**Task to carry out:**
Swap every "I need to find" in the data below for "Please locate", and write all the lines out again with nothing else altered.

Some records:
========================

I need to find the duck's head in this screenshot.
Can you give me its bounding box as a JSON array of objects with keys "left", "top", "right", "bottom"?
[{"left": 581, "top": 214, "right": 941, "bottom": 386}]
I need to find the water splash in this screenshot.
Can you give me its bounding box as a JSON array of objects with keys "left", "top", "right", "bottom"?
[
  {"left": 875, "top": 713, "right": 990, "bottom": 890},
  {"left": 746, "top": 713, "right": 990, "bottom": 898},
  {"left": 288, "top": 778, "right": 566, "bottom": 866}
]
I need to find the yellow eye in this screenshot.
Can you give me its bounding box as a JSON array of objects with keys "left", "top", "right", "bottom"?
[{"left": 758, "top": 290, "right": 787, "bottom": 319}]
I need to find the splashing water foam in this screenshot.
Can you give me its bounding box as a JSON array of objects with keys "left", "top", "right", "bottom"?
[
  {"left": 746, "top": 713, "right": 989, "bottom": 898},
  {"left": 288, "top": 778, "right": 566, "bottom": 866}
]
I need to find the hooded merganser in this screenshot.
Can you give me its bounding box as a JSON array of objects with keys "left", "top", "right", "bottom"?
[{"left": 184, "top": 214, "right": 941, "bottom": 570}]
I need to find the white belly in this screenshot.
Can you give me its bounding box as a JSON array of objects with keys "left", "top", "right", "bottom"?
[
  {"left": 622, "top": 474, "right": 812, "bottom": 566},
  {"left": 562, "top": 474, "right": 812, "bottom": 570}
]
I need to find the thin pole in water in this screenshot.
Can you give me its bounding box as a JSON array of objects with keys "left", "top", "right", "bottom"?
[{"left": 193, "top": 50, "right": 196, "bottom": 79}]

========================

**Response:**
Please locate the duck's head in this screenshot.
Can you give me its bounding box as a JSON array of objects with keys "left", "top", "right", "bottom"?
[{"left": 581, "top": 214, "right": 941, "bottom": 386}]
Please locate the water splash in this screenshot.
Can you give me its bounding box as a JSON array of objects with keys "left", "top", "right", "bottom"?
[
  {"left": 875, "top": 713, "right": 990, "bottom": 890},
  {"left": 746, "top": 713, "right": 990, "bottom": 898},
  {"left": 288, "top": 778, "right": 566, "bottom": 866}
]
Please locate the yellow eye in this screenshot.
Can you give me its bounding box as a JSON array of objects with keys "left", "top", "right", "bottom"?
[{"left": 758, "top": 290, "right": 787, "bottom": 319}]
Please locate the splashing water foam in this screenshot.
Can you give me its bounding box as a JSON array of objects with keys "left", "top", "right", "bottom"?
[
  {"left": 746, "top": 713, "right": 989, "bottom": 898},
  {"left": 288, "top": 778, "right": 566, "bottom": 866}
]
Please locate the hooded merganser in this screenshot.
Can you give me its bounding box as a JSON array of objects with keys "left", "top", "right", "bottom"?
[{"left": 184, "top": 214, "right": 941, "bottom": 570}]
Please locate the white belly in this screenshot.
Can you give me its bounding box as a JSON array of objects with keys "left", "top", "right", "bottom"?
[
  {"left": 622, "top": 474, "right": 812, "bottom": 566},
  {"left": 562, "top": 474, "right": 812, "bottom": 570}
]
Please locate the thin pole in water in this screenshot.
Can you give me its bounding box as a JSON array of objects with keys "left", "top", "right", "bottom"?
[{"left": 193, "top": 50, "right": 196, "bottom": 79}]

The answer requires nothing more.